(Do this) Copy the lines below word for word, leaving out the pictures.

Records from a collection
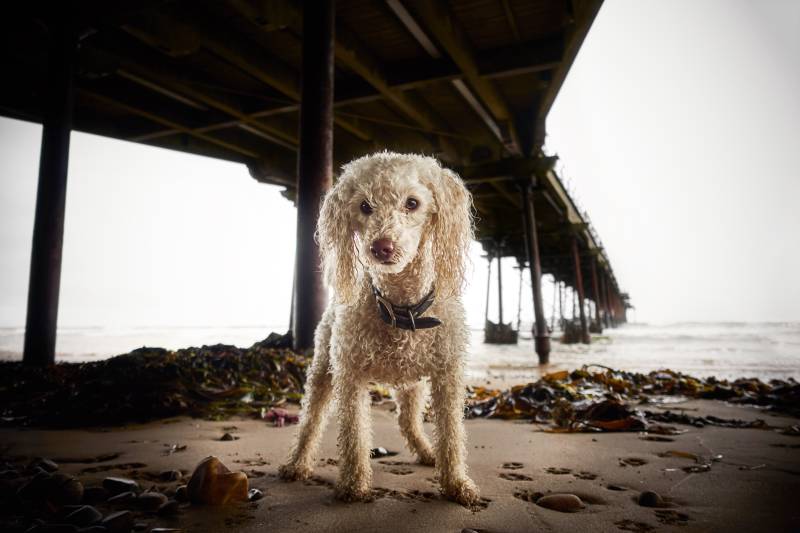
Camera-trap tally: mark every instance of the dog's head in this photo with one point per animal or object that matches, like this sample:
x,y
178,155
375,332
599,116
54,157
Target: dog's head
x,y
384,210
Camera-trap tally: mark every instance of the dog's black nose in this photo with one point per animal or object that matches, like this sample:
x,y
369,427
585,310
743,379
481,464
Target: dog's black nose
x,y
382,249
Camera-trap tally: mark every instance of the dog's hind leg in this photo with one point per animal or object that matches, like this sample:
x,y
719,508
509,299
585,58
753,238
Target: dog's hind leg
x,y
314,409
411,400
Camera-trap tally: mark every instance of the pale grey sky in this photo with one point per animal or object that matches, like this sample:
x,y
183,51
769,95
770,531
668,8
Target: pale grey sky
x,y
678,129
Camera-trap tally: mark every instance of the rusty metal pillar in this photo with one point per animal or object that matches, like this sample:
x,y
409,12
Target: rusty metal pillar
x,y
585,338
314,165
596,294
541,336
604,296
51,195
499,287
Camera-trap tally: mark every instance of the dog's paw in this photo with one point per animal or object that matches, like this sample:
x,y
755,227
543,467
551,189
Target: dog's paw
x,y
426,458
291,472
349,493
463,491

(Solution to this task)
Camera-trap tally: mark every instance of the dog's head in this photo with one point per animal or object that matches, like this sample:
x,y
178,155
375,332
599,116
54,157
Target: dog's head
x,y
384,210
Camera-trap tally: mark every instance of the dog's black nose in this photo with one point per animal or object that matches, like this sample:
x,y
369,427
585,310
743,379
481,464
Target: dog's black nose
x,y
382,249
Camera-trap tally: mark every instance of the dog's hind leg in this photo with one point per animal or object that matches, like this sample:
x,y
719,508
509,299
585,58
753,238
Target: dog's hind leg
x,y
314,409
411,400
Camera-trap tally: mark every instance of the pale grey sky in this photo with one point per animal or object that matches, like this sample:
x,y
183,51
769,95
770,531
668,8
Target: pale grey sky
x,y
678,129
Camera-trap tally: mark every instance of the rusty metal pillar in this photo with one point per animal or object that matches, like this sample:
x,y
409,12
Target: rusty metal pillar
x,y
585,338
314,165
596,294
541,336
604,296
51,195
499,287
Camera-trap tally: mark every instance of the dog's paw in this photo with one point per animal or object that matches, like this sample:
x,y
755,227
543,467
551,189
Target: dog's paw
x,y
426,458
291,472
349,493
463,491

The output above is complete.